● **TASK INSTRUCTIONS**:
Please transcribe the entries below exactly and leave out every picture.

● **SUPPLIED DATA**:
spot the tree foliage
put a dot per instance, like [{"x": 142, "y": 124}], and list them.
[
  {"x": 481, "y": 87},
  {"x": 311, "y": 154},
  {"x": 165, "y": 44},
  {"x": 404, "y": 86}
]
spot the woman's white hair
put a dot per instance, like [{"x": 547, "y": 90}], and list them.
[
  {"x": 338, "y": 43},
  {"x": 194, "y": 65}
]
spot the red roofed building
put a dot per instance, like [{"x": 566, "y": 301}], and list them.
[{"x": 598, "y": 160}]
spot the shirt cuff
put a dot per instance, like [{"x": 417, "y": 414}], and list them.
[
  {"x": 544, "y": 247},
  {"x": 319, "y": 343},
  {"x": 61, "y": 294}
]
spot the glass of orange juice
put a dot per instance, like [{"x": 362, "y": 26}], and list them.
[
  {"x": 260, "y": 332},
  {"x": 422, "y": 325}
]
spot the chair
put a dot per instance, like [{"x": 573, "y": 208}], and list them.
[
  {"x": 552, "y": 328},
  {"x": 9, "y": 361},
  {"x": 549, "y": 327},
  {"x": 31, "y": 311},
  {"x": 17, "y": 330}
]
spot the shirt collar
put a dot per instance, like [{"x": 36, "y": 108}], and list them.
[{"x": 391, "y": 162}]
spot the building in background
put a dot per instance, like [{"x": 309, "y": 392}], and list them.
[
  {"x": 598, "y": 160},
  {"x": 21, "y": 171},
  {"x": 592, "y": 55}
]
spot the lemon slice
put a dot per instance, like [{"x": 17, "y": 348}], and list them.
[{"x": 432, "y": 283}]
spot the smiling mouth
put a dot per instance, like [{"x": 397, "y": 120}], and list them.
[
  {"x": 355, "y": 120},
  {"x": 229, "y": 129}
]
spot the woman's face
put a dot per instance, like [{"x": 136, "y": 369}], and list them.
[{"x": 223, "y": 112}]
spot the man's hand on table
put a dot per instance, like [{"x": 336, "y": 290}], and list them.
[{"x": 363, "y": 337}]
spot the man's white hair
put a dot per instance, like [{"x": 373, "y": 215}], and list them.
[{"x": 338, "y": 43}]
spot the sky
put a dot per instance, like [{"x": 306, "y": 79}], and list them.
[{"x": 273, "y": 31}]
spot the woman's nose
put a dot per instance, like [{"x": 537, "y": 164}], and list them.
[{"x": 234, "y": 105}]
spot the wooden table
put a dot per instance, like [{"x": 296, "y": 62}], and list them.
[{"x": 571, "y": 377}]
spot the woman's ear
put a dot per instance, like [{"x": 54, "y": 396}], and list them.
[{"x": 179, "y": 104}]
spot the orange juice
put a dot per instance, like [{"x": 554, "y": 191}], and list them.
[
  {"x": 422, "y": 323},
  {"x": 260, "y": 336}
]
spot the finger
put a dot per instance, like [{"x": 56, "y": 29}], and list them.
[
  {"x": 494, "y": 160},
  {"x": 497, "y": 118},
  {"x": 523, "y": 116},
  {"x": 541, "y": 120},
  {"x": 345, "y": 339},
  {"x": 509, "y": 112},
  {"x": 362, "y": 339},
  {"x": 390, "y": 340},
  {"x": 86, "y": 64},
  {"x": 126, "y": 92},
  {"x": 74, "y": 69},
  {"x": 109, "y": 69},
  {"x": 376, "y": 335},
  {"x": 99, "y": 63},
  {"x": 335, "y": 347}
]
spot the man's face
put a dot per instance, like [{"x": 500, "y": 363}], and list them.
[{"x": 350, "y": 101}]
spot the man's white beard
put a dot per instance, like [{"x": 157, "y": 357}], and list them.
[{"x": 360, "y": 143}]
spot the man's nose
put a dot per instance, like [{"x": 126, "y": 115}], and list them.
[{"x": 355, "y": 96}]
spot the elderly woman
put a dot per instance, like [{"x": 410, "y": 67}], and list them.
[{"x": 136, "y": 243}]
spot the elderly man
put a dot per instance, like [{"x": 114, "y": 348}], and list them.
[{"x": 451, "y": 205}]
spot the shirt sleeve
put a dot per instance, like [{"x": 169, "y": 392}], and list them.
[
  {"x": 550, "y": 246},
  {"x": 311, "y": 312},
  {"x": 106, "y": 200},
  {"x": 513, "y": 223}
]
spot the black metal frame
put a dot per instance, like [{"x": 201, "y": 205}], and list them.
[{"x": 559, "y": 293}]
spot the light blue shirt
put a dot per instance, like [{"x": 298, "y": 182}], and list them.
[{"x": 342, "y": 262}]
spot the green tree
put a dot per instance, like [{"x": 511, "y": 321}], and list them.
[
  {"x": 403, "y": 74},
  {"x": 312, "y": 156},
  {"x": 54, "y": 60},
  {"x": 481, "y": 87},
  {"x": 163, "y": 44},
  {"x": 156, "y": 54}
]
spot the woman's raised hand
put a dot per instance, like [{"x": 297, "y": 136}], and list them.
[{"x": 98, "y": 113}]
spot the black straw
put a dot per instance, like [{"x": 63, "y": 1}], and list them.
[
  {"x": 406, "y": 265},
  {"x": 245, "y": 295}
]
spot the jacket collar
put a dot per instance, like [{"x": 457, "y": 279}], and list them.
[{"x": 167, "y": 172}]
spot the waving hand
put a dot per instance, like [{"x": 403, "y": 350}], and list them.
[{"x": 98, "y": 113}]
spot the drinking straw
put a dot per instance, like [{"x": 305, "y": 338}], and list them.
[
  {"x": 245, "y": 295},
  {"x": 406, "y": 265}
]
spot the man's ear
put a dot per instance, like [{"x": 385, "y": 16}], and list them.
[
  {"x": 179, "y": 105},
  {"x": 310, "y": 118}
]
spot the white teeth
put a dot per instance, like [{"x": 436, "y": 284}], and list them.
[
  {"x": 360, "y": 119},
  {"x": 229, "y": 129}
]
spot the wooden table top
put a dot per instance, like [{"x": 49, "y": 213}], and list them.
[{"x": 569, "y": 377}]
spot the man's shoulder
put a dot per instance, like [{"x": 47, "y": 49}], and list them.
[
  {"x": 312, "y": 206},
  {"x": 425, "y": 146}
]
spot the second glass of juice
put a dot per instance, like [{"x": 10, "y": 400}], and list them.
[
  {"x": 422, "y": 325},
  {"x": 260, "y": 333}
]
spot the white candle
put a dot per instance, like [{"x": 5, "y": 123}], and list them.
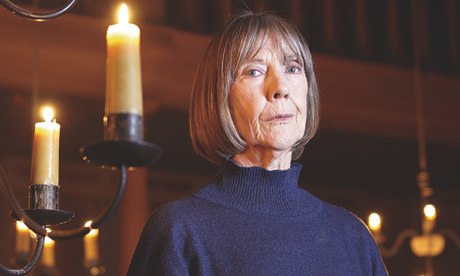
[
  {"x": 47, "y": 258},
  {"x": 45, "y": 152},
  {"x": 123, "y": 76},
  {"x": 22, "y": 238},
  {"x": 91, "y": 248}
]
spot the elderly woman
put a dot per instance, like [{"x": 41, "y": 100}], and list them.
[{"x": 254, "y": 107}]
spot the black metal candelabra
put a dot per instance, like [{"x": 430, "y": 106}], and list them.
[{"x": 123, "y": 147}]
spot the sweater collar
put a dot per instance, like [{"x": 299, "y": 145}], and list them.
[{"x": 254, "y": 189}]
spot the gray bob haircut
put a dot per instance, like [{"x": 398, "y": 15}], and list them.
[{"x": 212, "y": 130}]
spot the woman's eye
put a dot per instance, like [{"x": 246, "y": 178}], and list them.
[
  {"x": 253, "y": 72},
  {"x": 294, "y": 69}
]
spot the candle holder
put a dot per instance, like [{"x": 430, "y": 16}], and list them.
[
  {"x": 44, "y": 205},
  {"x": 123, "y": 143},
  {"x": 123, "y": 147}
]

● **EXPECTED ANSWER**:
spot the tree foliage
put a dot per instance, like [{"x": 142, "y": 124}], and list them.
[
  {"x": 481, "y": 87},
  {"x": 311, "y": 154},
  {"x": 165, "y": 44},
  {"x": 404, "y": 86}
]
spot the woman's white hair
put a dot per instance, like [{"x": 547, "y": 90}], and list them.
[
  {"x": 338, "y": 43},
  {"x": 194, "y": 65}
]
spot the red roofed building
put a dot per instance, like [{"x": 566, "y": 301}], and list them.
[{"x": 598, "y": 160}]
spot the shirt cuff
put a dot per instance, like [{"x": 417, "y": 414}], and list them.
[
  {"x": 544, "y": 247},
  {"x": 319, "y": 343},
  {"x": 61, "y": 294}
]
spot the glass of orange juice
put a dot per instance, like [{"x": 362, "y": 26}], and list them.
[
  {"x": 260, "y": 332},
  {"x": 422, "y": 325}
]
spot the chair
put a dot per instance, like [{"x": 573, "y": 208}], and list them.
[
  {"x": 552, "y": 328},
  {"x": 9, "y": 361},
  {"x": 549, "y": 327},
  {"x": 31, "y": 311},
  {"x": 17, "y": 330}
]
spot the shirt collar
put a dot per instance, like [{"x": 36, "y": 108}], and list them.
[{"x": 391, "y": 162}]
spot the building in background
put a dot per instance, like [{"x": 309, "y": 392}], and list them.
[
  {"x": 598, "y": 160},
  {"x": 21, "y": 171},
  {"x": 592, "y": 55}
]
spot the lemon slice
put a dot per instance, like [{"x": 17, "y": 348}], and list them.
[{"x": 432, "y": 283}]
spot the smiling mouth
put a dot per instance, like [{"x": 397, "y": 120}], and list them.
[
  {"x": 355, "y": 120},
  {"x": 229, "y": 129}
]
spot the woman's face
put a dot per instance, like [{"x": 136, "y": 369}], and list them.
[{"x": 223, "y": 112}]
spot the man's hand on table
put a dot per instance, like [{"x": 336, "y": 290}], and list them.
[{"x": 363, "y": 337}]
spot the man's white hair
put a dot per instance, like [{"x": 373, "y": 215}], and list them.
[{"x": 338, "y": 43}]
spot the sky
put a dot per instance, like [{"x": 306, "y": 79}], and list them.
[{"x": 273, "y": 31}]
spot the woman's nose
put a dot per instance, like [{"x": 537, "y": 164}], and list them.
[{"x": 234, "y": 105}]
spot the wooden table
put a dot per instance, like [{"x": 296, "y": 62}], and list them.
[{"x": 571, "y": 377}]
spot the woman's ear
put a dot per instance, like [{"x": 54, "y": 396}], and list them.
[{"x": 179, "y": 104}]
spot the orange juice
put a dot per instance, like [{"x": 554, "y": 191}], and list them.
[
  {"x": 422, "y": 323},
  {"x": 260, "y": 336}
]
spot the finger
put a dot per instance, like [{"x": 56, "y": 29}], and list them.
[
  {"x": 494, "y": 160},
  {"x": 497, "y": 118},
  {"x": 523, "y": 116},
  {"x": 541, "y": 120},
  {"x": 345, "y": 339},
  {"x": 509, "y": 112},
  {"x": 362, "y": 339},
  {"x": 390, "y": 340},
  {"x": 86, "y": 64},
  {"x": 126, "y": 92},
  {"x": 74, "y": 69},
  {"x": 109, "y": 69},
  {"x": 376, "y": 335},
  {"x": 99, "y": 63},
  {"x": 335, "y": 347}
]
spot the man's face
put a dot per instance, like [{"x": 500, "y": 363}], and list them.
[{"x": 350, "y": 101}]
spot the man's white beard
put a dot per instance, like [{"x": 157, "y": 357}], and list them.
[{"x": 360, "y": 143}]
spot the man's nose
put a dot per instance, like [{"x": 126, "y": 115}], and list them.
[{"x": 355, "y": 96}]
spot the elderly woman
put a dot per instance, like [{"x": 410, "y": 67}], and list them.
[{"x": 136, "y": 243}]
spot the elderly man
put a dot per instance, like [{"x": 114, "y": 348}], and list them.
[{"x": 451, "y": 205}]
spot the shirt sleeve
put a dot per instance, like [{"x": 169, "y": 392}], and list them.
[
  {"x": 550, "y": 246},
  {"x": 311, "y": 312},
  {"x": 106, "y": 200},
  {"x": 513, "y": 223}
]
spot the black metal frame
put a dot per instance, like [{"x": 201, "y": 205}], and list them.
[{"x": 559, "y": 293}]
spot the light blue shirt
put a dot per instance, like [{"x": 298, "y": 182}], and list them.
[{"x": 342, "y": 262}]
spot the green tree
put a dot per instance, like [{"x": 511, "y": 321}], and list them.
[
  {"x": 403, "y": 74},
  {"x": 312, "y": 156},
  {"x": 54, "y": 60},
  {"x": 481, "y": 87},
  {"x": 163, "y": 44},
  {"x": 156, "y": 54}
]
spot the woman's raised hand
put a dot per instance, like [{"x": 297, "y": 136}], and list them.
[{"x": 98, "y": 113}]
spot the black straw
put a dot per instance, like [{"x": 63, "y": 1}], and list them.
[
  {"x": 406, "y": 265},
  {"x": 245, "y": 295}
]
spot the jacket collar
put a dot per instance, like [{"x": 457, "y": 279}], and list them.
[{"x": 167, "y": 172}]
spot the waving hand
put a dot per instance, like [{"x": 403, "y": 350}], and list them.
[{"x": 98, "y": 113}]
spot the drinking straw
put a dot per instance, like [{"x": 305, "y": 338}], and list them.
[
  {"x": 245, "y": 295},
  {"x": 406, "y": 265}
]
spot the man's ear
put a dot per instance, like [{"x": 385, "y": 16}], and list them.
[
  {"x": 179, "y": 105},
  {"x": 310, "y": 118}
]
spot the white teeth
put a dot per instance, like [{"x": 436, "y": 284}], and list them.
[
  {"x": 360, "y": 119},
  {"x": 229, "y": 129}
]
spot the wooden table top
put a dot per instance, like [{"x": 49, "y": 213}], and list them.
[{"x": 569, "y": 377}]
spot the man's shoulder
put a dot per instance, like [{"x": 47, "y": 49}], and list them.
[
  {"x": 312, "y": 206},
  {"x": 425, "y": 146}
]
spot the second glass of juice
put a dot per instance, like [{"x": 10, "y": 400}], and list them.
[
  {"x": 422, "y": 325},
  {"x": 260, "y": 333}
]
spot the white candle
put a dot per instance, like [{"x": 5, "y": 123}], and list them.
[
  {"x": 47, "y": 258},
  {"x": 45, "y": 152},
  {"x": 123, "y": 76},
  {"x": 22, "y": 238},
  {"x": 91, "y": 248}
]
spot the elderly woman
put a dot per instance, like [{"x": 41, "y": 100}], and list them.
[{"x": 254, "y": 107}]
spot the black metal candelabra
put a dot per instance, like [{"x": 430, "y": 106}], and list them.
[{"x": 123, "y": 147}]
spot the sweater collar
put a dot per instance, like [{"x": 299, "y": 145}], and list them.
[{"x": 254, "y": 189}]
spot the gray bob haircut
put a dot per instance, like [{"x": 398, "y": 15}], and list them.
[{"x": 212, "y": 130}]
spot the woman's eye
put a dot per instance, like [{"x": 246, "y": 178}], and list them.
[
  {"x": 253, "y": 72},
  {"x": 294, "y": 69}
]
spot the candle holder
put a dot per instance, like [{"x": 430, "y": 16}], and list them.
[
  {"x": 44, "y": 205},
  {"x": 123, "y": 143},
  {"x": 123, "y": 147}
]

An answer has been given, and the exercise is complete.